Exercise prompt:
Retype each entry exactly.

Source records:
-*-
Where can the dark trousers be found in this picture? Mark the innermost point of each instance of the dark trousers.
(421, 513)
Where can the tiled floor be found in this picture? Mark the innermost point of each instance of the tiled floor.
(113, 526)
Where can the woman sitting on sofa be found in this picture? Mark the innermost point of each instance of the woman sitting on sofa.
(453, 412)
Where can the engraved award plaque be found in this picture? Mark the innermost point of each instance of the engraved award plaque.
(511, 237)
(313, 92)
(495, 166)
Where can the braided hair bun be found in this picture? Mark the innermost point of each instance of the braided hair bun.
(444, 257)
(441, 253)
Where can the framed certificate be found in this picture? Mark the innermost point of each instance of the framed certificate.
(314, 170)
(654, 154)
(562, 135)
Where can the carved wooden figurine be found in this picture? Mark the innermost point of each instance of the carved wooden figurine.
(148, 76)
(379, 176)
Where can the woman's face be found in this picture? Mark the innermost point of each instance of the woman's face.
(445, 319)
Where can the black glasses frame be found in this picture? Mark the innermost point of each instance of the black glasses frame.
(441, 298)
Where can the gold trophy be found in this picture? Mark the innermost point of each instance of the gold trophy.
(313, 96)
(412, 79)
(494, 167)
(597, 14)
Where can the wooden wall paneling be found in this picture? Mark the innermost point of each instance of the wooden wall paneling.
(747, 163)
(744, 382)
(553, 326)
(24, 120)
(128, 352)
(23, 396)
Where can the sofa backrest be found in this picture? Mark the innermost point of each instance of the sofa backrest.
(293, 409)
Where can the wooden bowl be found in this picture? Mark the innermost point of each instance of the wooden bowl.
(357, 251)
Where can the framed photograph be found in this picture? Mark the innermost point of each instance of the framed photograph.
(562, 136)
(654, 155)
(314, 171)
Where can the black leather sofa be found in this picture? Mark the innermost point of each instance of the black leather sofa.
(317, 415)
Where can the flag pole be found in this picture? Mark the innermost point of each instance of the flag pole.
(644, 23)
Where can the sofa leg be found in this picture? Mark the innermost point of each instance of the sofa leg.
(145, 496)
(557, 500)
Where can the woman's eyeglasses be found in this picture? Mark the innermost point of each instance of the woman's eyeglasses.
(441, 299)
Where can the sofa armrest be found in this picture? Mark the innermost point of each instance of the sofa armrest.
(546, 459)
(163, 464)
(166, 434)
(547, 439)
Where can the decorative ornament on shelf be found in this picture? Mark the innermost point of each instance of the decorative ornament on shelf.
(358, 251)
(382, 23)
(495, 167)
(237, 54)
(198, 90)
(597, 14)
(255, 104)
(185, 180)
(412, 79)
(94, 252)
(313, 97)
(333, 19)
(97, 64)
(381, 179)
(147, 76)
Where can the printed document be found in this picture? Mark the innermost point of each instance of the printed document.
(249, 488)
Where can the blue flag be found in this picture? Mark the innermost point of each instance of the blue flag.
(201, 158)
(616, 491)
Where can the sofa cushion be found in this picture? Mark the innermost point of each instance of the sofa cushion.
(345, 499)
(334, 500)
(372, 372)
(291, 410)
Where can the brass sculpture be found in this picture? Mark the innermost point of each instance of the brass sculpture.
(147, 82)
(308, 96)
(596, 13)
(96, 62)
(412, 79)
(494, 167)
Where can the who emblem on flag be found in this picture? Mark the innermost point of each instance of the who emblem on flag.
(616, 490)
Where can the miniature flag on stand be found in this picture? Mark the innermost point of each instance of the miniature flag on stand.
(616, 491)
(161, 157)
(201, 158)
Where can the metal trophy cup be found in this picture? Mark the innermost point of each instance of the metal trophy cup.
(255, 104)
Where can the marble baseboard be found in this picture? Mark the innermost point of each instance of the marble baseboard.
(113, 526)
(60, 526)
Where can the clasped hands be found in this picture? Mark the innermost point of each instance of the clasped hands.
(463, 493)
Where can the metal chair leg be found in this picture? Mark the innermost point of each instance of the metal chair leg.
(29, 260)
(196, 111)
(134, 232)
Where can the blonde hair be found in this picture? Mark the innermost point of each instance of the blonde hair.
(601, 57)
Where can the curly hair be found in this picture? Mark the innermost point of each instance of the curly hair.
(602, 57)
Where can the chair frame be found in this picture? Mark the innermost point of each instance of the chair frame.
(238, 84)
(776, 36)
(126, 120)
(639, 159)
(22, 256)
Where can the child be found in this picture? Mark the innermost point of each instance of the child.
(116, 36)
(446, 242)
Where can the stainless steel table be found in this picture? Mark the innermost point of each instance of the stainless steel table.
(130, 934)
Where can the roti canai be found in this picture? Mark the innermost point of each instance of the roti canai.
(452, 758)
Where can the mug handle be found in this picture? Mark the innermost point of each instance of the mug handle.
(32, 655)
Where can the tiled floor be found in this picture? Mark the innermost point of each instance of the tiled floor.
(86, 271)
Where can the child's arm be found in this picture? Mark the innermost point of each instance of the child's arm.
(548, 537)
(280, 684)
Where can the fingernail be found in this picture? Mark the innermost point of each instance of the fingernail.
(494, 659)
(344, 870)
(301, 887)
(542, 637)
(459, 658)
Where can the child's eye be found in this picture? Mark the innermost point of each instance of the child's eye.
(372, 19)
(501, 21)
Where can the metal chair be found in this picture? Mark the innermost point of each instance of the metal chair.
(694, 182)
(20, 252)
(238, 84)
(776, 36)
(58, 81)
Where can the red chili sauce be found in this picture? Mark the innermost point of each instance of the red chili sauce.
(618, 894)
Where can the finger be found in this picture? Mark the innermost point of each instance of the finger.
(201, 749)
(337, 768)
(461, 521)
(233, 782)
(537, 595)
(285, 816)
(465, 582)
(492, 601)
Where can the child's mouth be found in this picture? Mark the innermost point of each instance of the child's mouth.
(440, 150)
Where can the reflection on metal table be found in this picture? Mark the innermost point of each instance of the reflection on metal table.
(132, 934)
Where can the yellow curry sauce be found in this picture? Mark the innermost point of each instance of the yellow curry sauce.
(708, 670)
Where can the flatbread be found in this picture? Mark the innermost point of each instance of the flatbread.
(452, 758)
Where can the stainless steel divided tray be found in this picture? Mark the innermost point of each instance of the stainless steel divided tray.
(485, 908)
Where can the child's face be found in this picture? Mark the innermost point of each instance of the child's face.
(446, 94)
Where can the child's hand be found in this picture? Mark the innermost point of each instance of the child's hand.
-*-
Response:
Where can the dark trousers be found in this picture? Mark the innermost point of each instance of the dark trousers.
(421, 513)
Where can the tiled floor be found in this picture? Mark the innermost point of each instance of the tiled floor.
(113, 526)
Where can the woman sitting on sofa be found in this picture? Mark the innermost point of each instance of the woman sitting on sofa.
(453, 412)
Where can the engraved award plaque be found in this picture? Mark the innermost point of each instance of the engraved award plaque.
(511, 237)
(313, 92)
(495, 166)
Where can the braided hair bun be found in this picture? Mark the innermost point of each instance of the braided hair bun.
(444, 257)
(441, 253)
Where can the framed certificate be found in this picture? Mark the innermost point of each instance of the framed certificate.
(314, 170)
(654, 154)
(562, 135)
Where can the carved wooden figurine be found in this picture? Mark the innermost point of each instance of the carved wooden figurine.
(148, 76)
(379, 176)
Where can the woman's face be found in this picture? Mark the innermost point of each instance of the woman's face.
(445, 319)
Where can the black glasses frame be found in this picture? Mark the innermost point of each instance of the black glasses frame.
(441, 298)
Where can the gold trophy be found in this picture? Mark the innermost point of each instance of the gold trophy.
(313, 96)
(412, 79)
(494, 167)
(597, 14)
Where can the wooden wall paneling be found in this picture? Mark the innermost point of each instance of the wooden wall paneling.
(747, 163)
(744, 382)
(553, 326)
(24, 120)
(128, 352)
(23, 396)
Where can the sofa backrest be found in this picture? Mark the innermost point of each instance of the sofa backrest.
(293, 409)
Where can the wooden bowl be found in this picture? Mark the innermost point of each instance of the wooden bowl.
(357, 251)
Where can the framed photograph be found in this picture? Mark the innermost point of each instance of the framed photograph.
(562, 136)
(654, 155)
(314, 171)
Where can the black leather sofa be found in this picture? Mark the innermost point of each instance of the black leather sofa.
(317, 415)
Where can the flag pole be found in this picture? Mark the innermost point of each instance of the flag pole.
(644, 23)
Where can the sofa leg be found in this picture? Mark the innermost point of each instance of the sofa leg.
(145, 496)
(557, 500)
Where can the woman's eyeglasses be found in this picture? Mark the innermost point of each instance of the woman's eyeglasses.
(441, 299)
Where can the sofa armrest be found in this picture? Mark the innermost point of each instance of the sofa armrest.
(546, 459)
(163, 464)
(166, 434)
(547, 439)
Where can the decorative ornament on shelf be found in this picture? Mark the innermost point of each instance of the decorative ornament on shelf.
(358, 251)
(382, 23)
(495, 167)
(237, 54)
(198, 90)
(597, 14)
(255, 104)
(185, 180)
(412, 79)
(94, 252)
(313, 97)
(333, 19)
(97, 64)
(381, 179)
(147, 76)
Where can the printed document be found in this picture? Mark the innermost point of each instance of the printed document.
(249, 488)
Where can the blue flag be found in this picture? Mark the innermost point of each instance of the blue flag.
(201, 158)
(616, 491)
Where can the sofa cushion be found in this picture? Mark the innermost point of each instance of the sofa cushion.
(345, 499)
(334, 500)
(372, 372)
(291, 410)
Where can the brass sculpture be found in this picture? Mark the innermost point of each instance of the brass sculpture.
(147, 82)
(308, 96)
(596, 13)
(96, 62)
(412, 79)
(494, 167)
Where can the who emblem on flag be found in this picture? Mark the innermost point of each instance of the who emblem on flag.
(616, 490)
Where can the miniature flag on stand be found in this picture? Mark the innermost point of each instance of the miniature flag on stand.
(616, 491)
(161, 157)
(201, 158)
Where can the metal trophy cup be found in this picture? Mark the innermost point of each instance of the metal trophy cup.
(255, 104)
Where can the marble baseboard be found in this picture? Mark the innermost point of each instance of the marble baseboard.
(113, 526)
(60, 526)
Where can the clasped hands be found in this picture? Mark the innermost point of each instance of the clasped hands.
(463, 493)
Where can the metal chair leg be found in this picture? Mark the innermost point of each instance of the metal chair leg.
(29, 260)
(196, 111)
(134, 232)
Where can the blonde hair be found in this picture? Mark the innermost point of each instance of the blonde hair.
(601, 57)
Where can the curly hair be found in this picture? Mark the innermost point of each instance of the curly hair.
(602, 57)
Where can the chair frame be found in this picture? Mark the innermost point of each instance of the chair frame.
(238, 84)
(776, 36)
(126, 120)
(639, 159)
(22, 256)
Where can the child be found in this picture? Mark the innermost point of each instance of the child.
(116, 36)
(446, 242)
Where can the stainless steel table be found in this picture? Mark the innermost point of each instance of the stainless steel table.
(130, 934)
Where can the roti canai be found in this picture? Mark the innermost point of each instance of the roti canai.
(452, 758)
Where can the mug handle be found in this picture? Mark the innermost point of each instance of the mug handle.
(32, 655)
Where can the tiled floor be found in this picture? Mark the innermost point of each instance of the tiled floor.
(86, 271)
Where can the child's arm be found in this picture? Mark the innermost point of each instance of the child's arm.
(548, 537)
(280, 684)
Where can the fingernail be found in this picture? Mark the innermost point of each instance of the fingernail.
(494, 659)
(344, 870)
(301, 887)
(542, 637)
(459, 658)
Where can the child's eye be found in this picture? Mark the innermost point of each instance of the child's eye.
(372, 19)
(501, 21)
Where can the metal chair be found in this picture? Mark the innermost point of each instance of the metal chair.
(694, 182)
(20, 252)
(238, 84)
(776, 36)
(58, 81)
Where can the red chili sauce be found in this picture? Mark the innermost point of each instance of the red chili sauce.
(618, 894)
Where can the finger be found in this picture? Mark the innermost point of each instance of the finger.
(201, 749)
(337, 768)
(461, 521)
(233, 782)
(537, 595)
(285, 816)
(465, 582)
(492, 601)
Where can the child's mouth be found in this picture? Mark the innermost point of each instance of the child's mouth.
(440, 150)
Where can the reflection on metal table be found in this picture? Mark the innermost point of each instance of the reflection on metal table.
(132, 934)
Where can the yellow curry sauce be found in this picture? Mark the innermost point of each instance of the yellow curry sauce.
(708, 670)
Where can the flatbread be found in this picture? Mark the innermost point of each instance of the flatbread.
(452, 758)
Where can the stainless steel divided tray be found in this picture? Mark the innermost point of each instance of the stainless steel divided tray.
(485, 908)
Where can the child's face be found in this picture? Mark the innermost point of each instance of the child's face.
(446, 94)
Where can the child's hand be found in this picture? Mark the innermost point of each instance of the child's hand.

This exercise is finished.